▸ **WHAT NEEDS TO BE DONE**: Where the line containing "Exercise. Put one point on each instance of the bird in" appears, start copying; continue through the last line below and copy nothing else.

Extracted data entries
Content starts
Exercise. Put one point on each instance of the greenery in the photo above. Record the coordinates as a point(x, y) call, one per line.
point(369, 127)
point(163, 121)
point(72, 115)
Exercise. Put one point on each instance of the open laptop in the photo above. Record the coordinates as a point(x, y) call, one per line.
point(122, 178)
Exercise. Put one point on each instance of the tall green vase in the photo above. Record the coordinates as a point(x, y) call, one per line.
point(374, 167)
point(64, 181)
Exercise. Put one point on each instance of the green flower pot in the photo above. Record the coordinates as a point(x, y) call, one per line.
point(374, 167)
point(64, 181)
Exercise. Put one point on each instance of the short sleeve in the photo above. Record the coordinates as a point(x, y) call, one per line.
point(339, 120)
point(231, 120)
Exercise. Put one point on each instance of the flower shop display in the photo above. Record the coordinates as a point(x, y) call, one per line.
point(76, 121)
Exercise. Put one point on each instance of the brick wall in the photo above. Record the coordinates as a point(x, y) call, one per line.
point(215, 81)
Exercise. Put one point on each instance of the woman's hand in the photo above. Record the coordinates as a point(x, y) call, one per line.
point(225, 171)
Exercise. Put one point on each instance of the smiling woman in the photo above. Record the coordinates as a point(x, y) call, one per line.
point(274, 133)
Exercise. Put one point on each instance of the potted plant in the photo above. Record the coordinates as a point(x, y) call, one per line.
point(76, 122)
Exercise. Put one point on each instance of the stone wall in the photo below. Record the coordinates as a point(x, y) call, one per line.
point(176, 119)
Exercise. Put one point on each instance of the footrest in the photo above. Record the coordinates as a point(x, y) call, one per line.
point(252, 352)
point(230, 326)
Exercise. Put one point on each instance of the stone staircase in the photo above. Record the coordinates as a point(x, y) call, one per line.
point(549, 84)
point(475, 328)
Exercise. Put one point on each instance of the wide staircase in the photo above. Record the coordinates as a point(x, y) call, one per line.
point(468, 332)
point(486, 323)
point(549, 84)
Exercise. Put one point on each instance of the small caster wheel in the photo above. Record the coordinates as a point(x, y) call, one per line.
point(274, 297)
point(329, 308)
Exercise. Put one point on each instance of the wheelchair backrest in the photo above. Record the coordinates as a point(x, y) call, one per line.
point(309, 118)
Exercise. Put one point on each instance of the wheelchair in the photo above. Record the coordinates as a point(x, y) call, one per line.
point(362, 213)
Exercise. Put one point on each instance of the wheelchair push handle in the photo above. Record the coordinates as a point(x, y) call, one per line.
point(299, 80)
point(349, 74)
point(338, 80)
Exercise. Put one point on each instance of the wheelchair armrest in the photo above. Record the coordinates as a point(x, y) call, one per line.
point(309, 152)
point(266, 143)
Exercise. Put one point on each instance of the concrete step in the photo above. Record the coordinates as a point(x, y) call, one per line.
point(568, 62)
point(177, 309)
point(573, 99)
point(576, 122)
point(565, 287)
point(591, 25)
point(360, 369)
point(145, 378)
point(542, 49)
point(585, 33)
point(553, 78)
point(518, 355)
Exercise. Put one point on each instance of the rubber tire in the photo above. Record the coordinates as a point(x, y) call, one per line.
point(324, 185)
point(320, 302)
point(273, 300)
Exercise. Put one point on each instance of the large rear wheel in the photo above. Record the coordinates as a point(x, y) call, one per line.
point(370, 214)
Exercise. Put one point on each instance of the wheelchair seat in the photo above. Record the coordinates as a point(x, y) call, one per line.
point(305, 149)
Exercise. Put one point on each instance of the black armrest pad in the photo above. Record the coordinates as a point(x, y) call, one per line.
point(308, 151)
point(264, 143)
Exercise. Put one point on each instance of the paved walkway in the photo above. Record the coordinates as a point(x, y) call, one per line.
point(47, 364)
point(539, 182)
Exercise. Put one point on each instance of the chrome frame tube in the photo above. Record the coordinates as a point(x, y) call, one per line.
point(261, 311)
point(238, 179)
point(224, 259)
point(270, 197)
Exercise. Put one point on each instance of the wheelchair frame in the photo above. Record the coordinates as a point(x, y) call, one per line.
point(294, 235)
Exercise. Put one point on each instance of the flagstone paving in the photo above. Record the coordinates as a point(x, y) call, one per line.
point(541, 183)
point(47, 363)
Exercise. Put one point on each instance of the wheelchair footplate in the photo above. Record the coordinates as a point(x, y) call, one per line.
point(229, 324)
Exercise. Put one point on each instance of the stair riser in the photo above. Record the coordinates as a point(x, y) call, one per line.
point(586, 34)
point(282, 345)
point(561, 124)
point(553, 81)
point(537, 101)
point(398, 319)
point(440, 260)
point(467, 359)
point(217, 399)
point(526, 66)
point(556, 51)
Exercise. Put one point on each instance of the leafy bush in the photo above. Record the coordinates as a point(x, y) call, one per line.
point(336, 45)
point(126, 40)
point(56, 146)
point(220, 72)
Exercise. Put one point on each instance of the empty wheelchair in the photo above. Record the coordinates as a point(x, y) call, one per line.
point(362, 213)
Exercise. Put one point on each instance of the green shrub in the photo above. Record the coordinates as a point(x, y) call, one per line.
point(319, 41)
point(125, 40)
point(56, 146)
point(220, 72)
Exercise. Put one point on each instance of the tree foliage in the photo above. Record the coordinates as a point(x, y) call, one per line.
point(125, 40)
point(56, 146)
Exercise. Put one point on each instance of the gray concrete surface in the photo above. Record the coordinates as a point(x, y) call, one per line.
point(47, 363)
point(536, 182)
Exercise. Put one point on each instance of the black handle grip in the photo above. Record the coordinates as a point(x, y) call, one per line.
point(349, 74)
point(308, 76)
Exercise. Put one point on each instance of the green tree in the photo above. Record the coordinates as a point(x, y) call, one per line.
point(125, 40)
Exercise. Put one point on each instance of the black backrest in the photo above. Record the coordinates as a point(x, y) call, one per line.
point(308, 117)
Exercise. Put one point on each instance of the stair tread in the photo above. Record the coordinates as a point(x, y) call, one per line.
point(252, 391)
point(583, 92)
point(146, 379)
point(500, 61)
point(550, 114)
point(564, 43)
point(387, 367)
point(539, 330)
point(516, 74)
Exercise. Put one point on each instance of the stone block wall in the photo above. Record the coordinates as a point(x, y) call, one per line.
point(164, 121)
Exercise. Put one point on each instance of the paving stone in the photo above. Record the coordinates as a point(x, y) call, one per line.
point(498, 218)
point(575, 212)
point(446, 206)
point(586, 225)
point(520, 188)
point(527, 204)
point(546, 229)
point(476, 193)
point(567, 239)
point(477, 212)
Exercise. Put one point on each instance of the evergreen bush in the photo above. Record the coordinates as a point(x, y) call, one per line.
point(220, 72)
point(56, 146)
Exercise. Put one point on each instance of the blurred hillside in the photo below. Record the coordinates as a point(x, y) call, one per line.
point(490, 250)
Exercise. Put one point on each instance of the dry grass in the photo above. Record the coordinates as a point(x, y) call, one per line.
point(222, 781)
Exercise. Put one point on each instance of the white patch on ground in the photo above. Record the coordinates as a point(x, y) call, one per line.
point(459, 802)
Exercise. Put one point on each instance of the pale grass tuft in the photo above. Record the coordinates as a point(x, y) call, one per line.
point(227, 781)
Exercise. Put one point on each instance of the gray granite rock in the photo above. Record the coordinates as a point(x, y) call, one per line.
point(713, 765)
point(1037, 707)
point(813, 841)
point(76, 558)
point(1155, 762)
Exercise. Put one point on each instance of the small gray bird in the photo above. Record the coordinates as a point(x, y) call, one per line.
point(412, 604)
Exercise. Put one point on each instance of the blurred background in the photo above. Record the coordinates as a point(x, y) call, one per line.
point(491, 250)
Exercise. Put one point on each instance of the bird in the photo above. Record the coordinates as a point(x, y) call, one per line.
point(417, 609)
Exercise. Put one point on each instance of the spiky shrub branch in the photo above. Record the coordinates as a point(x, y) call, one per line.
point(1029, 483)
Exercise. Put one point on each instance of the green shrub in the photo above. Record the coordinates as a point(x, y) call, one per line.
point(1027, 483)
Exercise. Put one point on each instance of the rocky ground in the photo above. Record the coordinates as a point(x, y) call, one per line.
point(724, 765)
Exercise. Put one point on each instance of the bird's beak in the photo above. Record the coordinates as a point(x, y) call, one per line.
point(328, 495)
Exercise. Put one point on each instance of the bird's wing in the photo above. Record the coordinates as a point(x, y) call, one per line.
Content ends
▸ **RESULT OF THIS EXERCISE**:
Exercise. Put one point on each instance of the bird in the photo above. Record the coordinates as a point(x, y) call, one per line.
point(417, 609)
Exercise. Put one point on each instance of the spiky shrub branch in the photo above. Record the coordinates as a point(x, y) call, one per line.
point(1029, 483)
Exercise. Put one point on each instance of the green shrub in the photo above. Record the coordinates as a point(x, y) call, one per line.
point(1027, 483)
Exercise. Put one point on each instance of the rocky ground in the photo above. Record the coordinates as a point(x, y) call, one per line.
point(724, 765)
Exercise. Put one point on each instance of the bird's beak in the photo above. Record the coordinates as a point(x, y) call, one per line.
point(328, 495)
Exercise. Put one point on each instance of the bird's wing in the photo above. Record the coordinates as a point(x, y) call, one per line.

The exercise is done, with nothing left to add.